Stored items from a collection:

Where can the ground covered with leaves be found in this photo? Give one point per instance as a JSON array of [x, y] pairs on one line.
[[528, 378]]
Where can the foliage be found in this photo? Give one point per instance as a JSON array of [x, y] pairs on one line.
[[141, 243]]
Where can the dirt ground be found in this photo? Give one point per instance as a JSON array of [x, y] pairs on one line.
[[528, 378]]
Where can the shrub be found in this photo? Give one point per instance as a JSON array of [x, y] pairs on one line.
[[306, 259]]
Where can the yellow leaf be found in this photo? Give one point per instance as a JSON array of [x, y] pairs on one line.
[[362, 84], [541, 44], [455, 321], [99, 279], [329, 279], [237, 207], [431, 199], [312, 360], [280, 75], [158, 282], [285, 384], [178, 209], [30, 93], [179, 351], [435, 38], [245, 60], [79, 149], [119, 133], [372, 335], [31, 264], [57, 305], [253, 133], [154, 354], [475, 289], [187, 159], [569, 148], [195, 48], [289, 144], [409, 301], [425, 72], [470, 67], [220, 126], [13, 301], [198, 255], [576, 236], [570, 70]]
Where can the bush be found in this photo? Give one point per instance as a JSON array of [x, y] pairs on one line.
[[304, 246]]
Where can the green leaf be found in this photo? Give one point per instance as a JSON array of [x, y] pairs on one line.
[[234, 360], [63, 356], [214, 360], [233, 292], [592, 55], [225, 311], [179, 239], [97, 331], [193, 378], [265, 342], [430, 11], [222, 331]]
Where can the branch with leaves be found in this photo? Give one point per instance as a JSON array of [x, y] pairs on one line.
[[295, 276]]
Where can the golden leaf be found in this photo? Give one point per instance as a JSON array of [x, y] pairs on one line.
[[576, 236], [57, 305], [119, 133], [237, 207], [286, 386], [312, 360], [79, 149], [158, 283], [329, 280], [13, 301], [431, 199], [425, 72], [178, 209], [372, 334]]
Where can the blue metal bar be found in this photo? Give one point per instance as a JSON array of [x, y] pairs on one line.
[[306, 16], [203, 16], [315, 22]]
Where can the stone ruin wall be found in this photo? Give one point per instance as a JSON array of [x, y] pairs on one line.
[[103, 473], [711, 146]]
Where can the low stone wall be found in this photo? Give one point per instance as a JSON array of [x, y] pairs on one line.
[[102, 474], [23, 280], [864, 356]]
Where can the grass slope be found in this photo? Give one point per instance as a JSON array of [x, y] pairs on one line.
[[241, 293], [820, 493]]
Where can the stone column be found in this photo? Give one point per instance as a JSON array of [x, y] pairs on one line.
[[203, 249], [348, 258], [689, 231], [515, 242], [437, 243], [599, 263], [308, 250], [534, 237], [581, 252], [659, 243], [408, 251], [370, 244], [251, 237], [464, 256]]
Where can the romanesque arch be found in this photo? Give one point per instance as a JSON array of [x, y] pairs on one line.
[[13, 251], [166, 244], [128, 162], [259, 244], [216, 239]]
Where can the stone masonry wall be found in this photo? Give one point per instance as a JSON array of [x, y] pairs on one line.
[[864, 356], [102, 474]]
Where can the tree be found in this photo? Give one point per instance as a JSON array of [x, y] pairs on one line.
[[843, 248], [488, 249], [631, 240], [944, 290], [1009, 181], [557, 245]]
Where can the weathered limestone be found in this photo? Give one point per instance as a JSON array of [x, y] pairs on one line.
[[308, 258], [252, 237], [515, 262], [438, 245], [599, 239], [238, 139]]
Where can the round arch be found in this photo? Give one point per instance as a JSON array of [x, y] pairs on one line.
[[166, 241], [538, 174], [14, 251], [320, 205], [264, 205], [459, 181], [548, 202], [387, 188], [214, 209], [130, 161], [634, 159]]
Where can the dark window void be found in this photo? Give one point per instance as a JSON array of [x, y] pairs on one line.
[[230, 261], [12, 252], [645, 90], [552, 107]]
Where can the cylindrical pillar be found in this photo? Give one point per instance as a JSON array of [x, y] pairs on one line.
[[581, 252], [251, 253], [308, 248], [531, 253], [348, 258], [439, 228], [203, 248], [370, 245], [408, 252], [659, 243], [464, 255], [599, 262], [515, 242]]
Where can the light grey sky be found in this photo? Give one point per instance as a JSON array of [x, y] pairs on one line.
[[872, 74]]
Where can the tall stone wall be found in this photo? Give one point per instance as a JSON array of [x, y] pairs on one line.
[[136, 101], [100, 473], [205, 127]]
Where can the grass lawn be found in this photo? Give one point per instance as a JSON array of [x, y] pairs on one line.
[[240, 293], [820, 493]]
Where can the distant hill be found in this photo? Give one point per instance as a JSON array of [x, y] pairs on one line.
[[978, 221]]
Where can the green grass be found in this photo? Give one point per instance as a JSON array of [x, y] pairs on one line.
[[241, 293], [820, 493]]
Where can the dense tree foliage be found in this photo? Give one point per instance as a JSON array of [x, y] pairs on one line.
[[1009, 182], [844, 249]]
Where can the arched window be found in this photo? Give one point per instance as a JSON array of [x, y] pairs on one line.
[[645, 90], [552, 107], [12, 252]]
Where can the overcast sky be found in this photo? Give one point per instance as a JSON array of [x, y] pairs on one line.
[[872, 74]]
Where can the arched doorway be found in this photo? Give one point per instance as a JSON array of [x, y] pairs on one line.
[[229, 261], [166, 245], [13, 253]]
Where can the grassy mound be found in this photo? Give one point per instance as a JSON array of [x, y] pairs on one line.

EXERCISE BRIEF =
Each entry, exactly as written, should be set down once more.

OUTPUT FOR THIS EXERCISE =
Where can the ground covered with leaves be found in this photo? Give one point per instance as a JSON array of [x, y] pairs on one line.
[[528, 378]]
Where can the foliage be found in this photo? Give one point per instance as a JSON array of [x, y] pairs on one line.
[[141, 243]]
Where can the dirt ground be found in this photo? Give one point per instance as a JSON array of [x, y] pairs on one line.
[[528, 378]]
Where can the shrub be found in this photo? Give one point per instance as a JSON array of [x, y] pairs on one line.
[[306, 259]]
Where can the yellow leaf be found in this photo? Give one point per instance as a JSON array of [x, y] pairs on one line.
[[362, 84], [541, 44], [455, 321], [99, 279], [329, 279], [237, 207], [431, 199], [312, 360], [280, 75], [158, 282], [285, 384], [178, 209], [30, 93], [179, 351], [435, 38], [245, 60], [79, 149], [119, 133], [372, 335], [31, 264], [57, 305], [253, 133], [154, 354], [475, 289], [187, 159], [569, 148], [195, 48], [289, 144], [409, 301], [425, 72], [470, 67], [220, 126], [13, 301], [198, 255], [576, 236], [570, 70]]
Where can the bush be found in this photo? Give one point per instance as a JSON array of [x, y] pairs on one line.
[[304, 246]]
Where can the green leaf be found in this photo? Give one point per instance as a JSON array of [x, y] pairs on one line.
[[234, 360], [63, 356], [214, 360], [233, 292], [592, 55], [225, 311], [179, 239], [97, 331], [193, 378], [265, 342], [430, 11], [222, 331]]
Where can the branch with leaves be found in this photo? Give one point per instance as a JSON array of [x, y] pairs on one line.
[[295, 276]]
Where can the golden leaf be found in this photo? Give one point per instance as a JSON array of [x, y] pairs on one line.
[[576, 236], [57, 305], [119, 133], [237, 207], [286, 386], [312, 360], [79, 149], [158, 283], [329, 280], [13, 301], [431, 199], [425, 72], [178, 209], [372, 334]]
Where can the blue metal bar be found in this photo? Give one point per instance as a JSON array of [x, y] pairs on one line.
[[306, 16], [203, 16], [315, 22]]
Where can the stone ruin wall be found in this photo? Give one point per instance as a JSON array of [x, y] pairs on one line.
[[103, 473], [711, 146]]
Where can the low stone wall be found in this photo? Give one point per instance as a JSON array of [x, y] pairs on one line.
[[102, 474], [23, 280], [864, 356]]
Where can the grass slope be found in this photo? Give one point per instance as a JSON array of [x, y] pairs on one line.
[[241, 293], [820, 493]]
Where can the stone column be found in this photo? Give one point per instance as a JSON array of [x, y] pairs on one line.
[[203, 249], [348, 258], [689, 231], [515, 242], [437, 243], [599, 263], [308, 250], [534, 237], [581, 252], [659, 243], [408, 251], [370, 244], [251, 237], [464, 256]]
Where can the romanesque arch be found in this photo? Give one point per instance as a JSON array of [x, y] pairs on one line.
[[13, 251], [166, 244], [128, 162], [259, 244], [216, 239]]
Where can the stone masonry wall be found in this photo? Give one point per instance as a JSON array of [x, y] pairs on one line.
[[864, 356], [102, 474]]
Where can the tree be found in this photo? Give one point per instance as a JSON array of [x, y] pairs on one line.
[[843, 248], [488, 249], [631, 240], [944, 290], [1009, 181], [557, 245]]
Where can the weathered limestone be found in this photo? Give one point per instance as a JSON array of [x, y] pairs on one line.
[[308, 258], [252, 237], [515, 262], [438, 245], [599, 239], [238, 139]]
Where can the round arch be found in this photo? Give one point per instance as a JSON array of [x, y] pairs on one line.
[[166, 241], [538, 174], [14, 251], [320, 205], [264, 205], [459, 181], [548, 202], [387, 188], [214, 209], [130, 161], [634, 159]]
Where can the dark window void be found in this photo? Give one point per instance as a JSON array of [x, y] pairs on one line.
[[230, 261], [12, 252], [645, 90], [552, 107]]
Where can the cylindrical pillar be found in this photo? Give one point per instance as a JSON array of [x, y] pairs on one line.
[[581, 252], [251, 253], [308, 248], [531, 253], [348, 258], [439, 228], [203, 248], [370, 245], [408, 252], [659, 243], [464, 255], [599, 262], [515, 242]]
Where can the light grey sky be found in this photo? Give one point per instance as a JSON array of [x, y] pairs on one line.
[[872, 74]]
Where can the tall stone wall be found in this photo? Give one point per instance as a JSON array of [x, y] pairs on one line.
[[136, 101], [100, 473], [205, 127]]
Where can the grass lawn be found in this photo? Give one point per instance as a JSON array of [x, y] pairs on one line.
[[240, 293], [820, 493]]
Where can the distant hill be found in this photo? Give one point per instance as a JSON array of [x, y] pairs on one line.
[[978, 221]]
Where can the green grass be found in this photo? Give one point per instance as a JSON array of [x, y] pairs on one line.
[[241, 293], [820, 493]]
Where can the dense tree foliage be found in this photo? Give one point per instance as a JSON array of [x, y] pairs on one line.
[[1009, 182], [844, 249]]
Where can the arched window be found in this photo? Give one point per instance as a JSON array of [x, y] pairs on one line.
[[645, 90], [552, 107], [12, 252]]
Where can the overcast sky be found in this photo? Give one point per instance as a JSON array of [x, y] pairs on one line.
[[872, 74]]
Where can the arched doorway be found in this photo? Give one point per instance as a JSON array of [x, y] pairs on one line.
[[229, 261], [166, 245], [13, 253]]
Where can the grassy mound be found in this photo? Give one point per instance as a JSON array of [x, y] pairs on one line.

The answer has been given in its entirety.